Geoffrey Ax leads the aviation practice in the Americas region at global design firm Populous. With more than 20 years of aviation industry experience, Ax has led the small and large-scope design of terminals, operations, cargo facilities and more for the Metropolitan Washington Airports Authority, Los Angeles World Airports, and Jorge Chávez International Airport in Lima, Peru.
“With COVID-19 as a catalyst for innovation, airports have a once-in-a-generation opportunity for real change.”Geoffrey Ax, Aviation Practice Leader, Principal, Populous
Many airports are strapped for cash as a result of the pandemic. Is it possible to innovate on a budget?
Yes, of course it is. Innovation does not inherently equal high dollar investment. It can also be tailored for short-term or long-term installations, thus changing the evaluation of the total cost. Innovation should create revenue along with improved experiences.
COVID-19 has spurred the introduction of many hygiene-focused innovations, but which other areas should airports be focusing on? Why?
Airports should focus on ensuring that passengers feel comfortable. Keeping ourselves safe and healthy is the most basic of requirements while we travel; we should not have to sacrifice enjoyment during the process.

** Material supplied **
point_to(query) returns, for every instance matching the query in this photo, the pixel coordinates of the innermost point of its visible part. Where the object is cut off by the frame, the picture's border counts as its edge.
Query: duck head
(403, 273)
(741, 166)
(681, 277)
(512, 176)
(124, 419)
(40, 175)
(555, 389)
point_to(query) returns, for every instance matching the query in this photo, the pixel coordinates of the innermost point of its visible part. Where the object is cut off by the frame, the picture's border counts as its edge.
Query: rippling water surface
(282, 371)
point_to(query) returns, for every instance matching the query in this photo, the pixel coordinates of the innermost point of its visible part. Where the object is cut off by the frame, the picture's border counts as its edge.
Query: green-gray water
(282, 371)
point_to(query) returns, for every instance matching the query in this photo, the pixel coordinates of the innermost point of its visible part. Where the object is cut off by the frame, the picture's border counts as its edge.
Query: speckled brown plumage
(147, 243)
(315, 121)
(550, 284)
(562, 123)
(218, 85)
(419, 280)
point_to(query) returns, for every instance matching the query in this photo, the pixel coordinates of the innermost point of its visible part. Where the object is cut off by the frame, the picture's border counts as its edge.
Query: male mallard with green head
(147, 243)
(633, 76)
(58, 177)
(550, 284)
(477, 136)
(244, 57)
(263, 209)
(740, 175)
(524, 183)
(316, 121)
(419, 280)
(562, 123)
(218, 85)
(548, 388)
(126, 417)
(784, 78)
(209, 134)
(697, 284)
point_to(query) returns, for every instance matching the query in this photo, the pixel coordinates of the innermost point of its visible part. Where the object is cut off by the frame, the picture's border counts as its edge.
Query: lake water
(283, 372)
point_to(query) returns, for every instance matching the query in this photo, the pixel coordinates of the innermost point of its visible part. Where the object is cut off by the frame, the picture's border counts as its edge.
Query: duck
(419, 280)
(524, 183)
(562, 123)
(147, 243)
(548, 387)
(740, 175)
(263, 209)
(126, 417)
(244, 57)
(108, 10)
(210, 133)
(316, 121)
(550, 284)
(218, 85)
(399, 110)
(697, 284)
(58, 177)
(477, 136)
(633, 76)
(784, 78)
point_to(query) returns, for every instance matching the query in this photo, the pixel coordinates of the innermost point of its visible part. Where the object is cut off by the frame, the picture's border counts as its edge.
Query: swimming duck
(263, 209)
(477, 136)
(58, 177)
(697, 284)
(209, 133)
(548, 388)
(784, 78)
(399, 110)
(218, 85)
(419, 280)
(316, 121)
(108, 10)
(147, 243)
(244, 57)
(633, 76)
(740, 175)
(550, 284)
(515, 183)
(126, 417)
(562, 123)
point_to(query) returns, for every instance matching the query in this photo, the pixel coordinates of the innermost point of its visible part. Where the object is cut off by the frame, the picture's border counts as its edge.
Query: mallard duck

** Questions to answer **
a) How many years of aviation industry experience does Geoffrey Ax have, according to the interview with him?
b) Duplicate the part of the interview with Geoffrey Ax from "Yes, of course" up to and including "focusing on? Why?".

** Answers given **
a) More than 20 years.

b)
Yes, of course it is. Innovation does not inherently equal high dollar investment. It can also be tailored for short-term or long-term installations, thus changing the evaluation of the total cost. Innovation should create revenue along with improved experiences.
COVID-19 has spurred the introduction of many hygiene-focused innovations, but which other areas should airports be focusing on? Why?